## PASSAGE PROVIDED
◆ ◆ ◆ ◆
Balmoral Hutch Cover Instructions

 

It is important that you follow these instructions closely otherwise, you may find it difficult to fit it for the first time.

The Balmoral is a tight-fitting cover. It has been specifically designed like this for a reason.

But over time you'll find that the covers stretches a little and fitting it becomes quite straight forward especially after you have done it a few times.

Initially, on unpacking the cover out of the bag you'll find it quite rigid. This is because the material and clear plastic we have used are thick and the cover has been folded like this for some time.

So we recommend that you first put the cover in a warm place for a few hours before you try to unfold it. This could be next to a radiator or in a warm sunny spot.

 

What's Included With You Cover:

1 x Balmoral cover (2 separate sections)

5 x plastic-tipped cover screws

(If for any reason you are missing any of these items then just let us know and we will sort it out.)
◆ ◆ ◆ ◆
## TASK INSTRUCTIONS
a – From the hutch cover instructions, copy word for word the part that opens with the words containing "Initially, on unpacking" and closes with "(2 separate sections)".
b – Answer these questions using the hutch cover instructions.
(i) How many plastic-tipped cover screws come with the cover?
(ii) What two reasons are given for the cover feeling rigid when it is first unpacked?
(iii) Where is the cover recommended to be placed for a few hours before unfolding it?

(Stored data)
◆ ◆ ◆ ◆
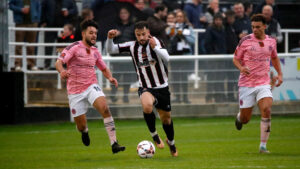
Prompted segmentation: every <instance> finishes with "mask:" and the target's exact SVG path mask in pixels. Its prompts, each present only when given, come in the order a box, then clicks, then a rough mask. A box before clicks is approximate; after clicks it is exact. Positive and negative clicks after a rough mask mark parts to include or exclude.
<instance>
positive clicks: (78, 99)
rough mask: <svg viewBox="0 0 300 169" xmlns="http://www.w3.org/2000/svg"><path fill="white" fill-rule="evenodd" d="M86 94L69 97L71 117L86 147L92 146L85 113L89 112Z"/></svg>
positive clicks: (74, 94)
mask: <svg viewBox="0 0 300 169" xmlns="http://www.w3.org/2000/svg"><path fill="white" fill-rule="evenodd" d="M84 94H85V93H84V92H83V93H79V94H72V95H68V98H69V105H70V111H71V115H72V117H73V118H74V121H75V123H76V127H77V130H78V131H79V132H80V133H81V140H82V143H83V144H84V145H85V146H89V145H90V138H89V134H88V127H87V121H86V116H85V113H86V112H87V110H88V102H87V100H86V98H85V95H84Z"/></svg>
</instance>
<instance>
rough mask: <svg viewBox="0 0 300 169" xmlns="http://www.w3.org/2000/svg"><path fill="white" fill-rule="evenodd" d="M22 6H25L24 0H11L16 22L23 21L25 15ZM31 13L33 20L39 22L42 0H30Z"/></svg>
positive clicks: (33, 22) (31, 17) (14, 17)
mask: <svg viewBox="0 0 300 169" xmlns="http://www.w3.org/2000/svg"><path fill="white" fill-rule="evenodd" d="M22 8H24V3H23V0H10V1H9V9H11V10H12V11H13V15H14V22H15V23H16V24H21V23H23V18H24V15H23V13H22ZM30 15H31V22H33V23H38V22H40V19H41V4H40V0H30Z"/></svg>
◆ ◆ ◆ ◆
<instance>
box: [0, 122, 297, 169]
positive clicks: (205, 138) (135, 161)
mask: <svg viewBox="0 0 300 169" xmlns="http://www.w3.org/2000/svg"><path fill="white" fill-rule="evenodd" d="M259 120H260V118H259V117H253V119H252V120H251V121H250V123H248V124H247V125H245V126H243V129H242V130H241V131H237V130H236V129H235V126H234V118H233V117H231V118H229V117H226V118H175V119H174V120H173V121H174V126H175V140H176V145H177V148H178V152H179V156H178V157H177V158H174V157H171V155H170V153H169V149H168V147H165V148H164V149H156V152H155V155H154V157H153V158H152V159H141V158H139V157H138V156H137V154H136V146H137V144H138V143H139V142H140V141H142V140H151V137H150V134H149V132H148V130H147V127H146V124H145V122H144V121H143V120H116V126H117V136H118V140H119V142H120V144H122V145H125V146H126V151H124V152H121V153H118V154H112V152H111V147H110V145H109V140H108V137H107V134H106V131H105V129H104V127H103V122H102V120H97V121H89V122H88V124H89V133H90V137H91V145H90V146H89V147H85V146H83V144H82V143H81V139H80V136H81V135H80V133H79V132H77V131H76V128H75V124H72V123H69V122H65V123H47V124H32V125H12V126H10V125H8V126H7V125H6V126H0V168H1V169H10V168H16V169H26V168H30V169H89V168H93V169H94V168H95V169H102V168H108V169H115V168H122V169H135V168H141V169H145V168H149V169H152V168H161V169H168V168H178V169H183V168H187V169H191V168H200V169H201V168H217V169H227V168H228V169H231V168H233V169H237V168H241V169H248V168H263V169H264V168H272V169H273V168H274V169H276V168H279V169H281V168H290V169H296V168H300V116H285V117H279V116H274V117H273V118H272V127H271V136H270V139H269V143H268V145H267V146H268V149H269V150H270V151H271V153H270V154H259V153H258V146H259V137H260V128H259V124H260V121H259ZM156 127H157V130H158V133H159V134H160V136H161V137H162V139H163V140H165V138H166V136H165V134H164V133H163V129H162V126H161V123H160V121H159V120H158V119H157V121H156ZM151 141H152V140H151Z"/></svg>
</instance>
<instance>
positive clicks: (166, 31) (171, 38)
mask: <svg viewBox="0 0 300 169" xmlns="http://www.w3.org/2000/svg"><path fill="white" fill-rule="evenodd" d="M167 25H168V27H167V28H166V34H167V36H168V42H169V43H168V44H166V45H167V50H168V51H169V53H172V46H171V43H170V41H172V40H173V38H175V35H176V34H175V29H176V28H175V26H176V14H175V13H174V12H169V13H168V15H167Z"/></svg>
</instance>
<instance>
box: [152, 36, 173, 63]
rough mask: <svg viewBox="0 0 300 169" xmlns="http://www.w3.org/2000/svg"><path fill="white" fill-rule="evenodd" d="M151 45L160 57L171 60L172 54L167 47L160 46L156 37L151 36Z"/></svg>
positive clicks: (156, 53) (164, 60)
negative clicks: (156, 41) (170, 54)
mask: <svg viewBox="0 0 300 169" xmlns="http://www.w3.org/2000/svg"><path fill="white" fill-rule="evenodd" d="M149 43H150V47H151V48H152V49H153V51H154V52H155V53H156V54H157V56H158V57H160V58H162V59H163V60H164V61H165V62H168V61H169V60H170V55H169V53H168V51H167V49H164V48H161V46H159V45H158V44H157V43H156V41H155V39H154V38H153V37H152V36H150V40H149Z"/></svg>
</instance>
◆ ◆ ◆ ◆
## RESPONSES TO THE TASKS
a –
Initially, on unpacking the cover out of the bag you'll find it quite rigid. This is because the material and clear plastic we have used are thick and the cover has been folded like this for some time.

So we recommend that you first put the cover in a warm place for a few hours before you try to unfold it. This could be next to a radiator or in a warm sunny spot.

 

What's Included With You Cover:

1 x Balmoral cover (2 separate sections)

b –
(i) Five.
(ii) The material and clear plastic used are thick, and the cover has been folded for some time.
(iii) In a warm place, such as next to a radiator or in a warm sunny spot.